* _WHAT IS BEING ASKED_
Reproduce every line of the records below, requests included, but shift each coordinate in the answers by -106. Leave the numbers in the requests and their format samples unchanged.

━━━

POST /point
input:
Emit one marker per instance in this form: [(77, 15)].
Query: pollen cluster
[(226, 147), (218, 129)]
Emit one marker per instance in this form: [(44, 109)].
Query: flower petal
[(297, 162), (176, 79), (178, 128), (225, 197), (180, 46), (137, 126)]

━━━

* _EXERCISE ANSWER_
POST /point
input:
Emit one marker per instance in this form: [(77, 15)].
Query: pollen cluster
[(120, 41), (112, 23)]
Emit one marker per instance in this form: [(44, 109)].
Query: flower petal
[(191, 56), (70, -27), (72, 22), (119, 91), (74, -60), (31, 20)]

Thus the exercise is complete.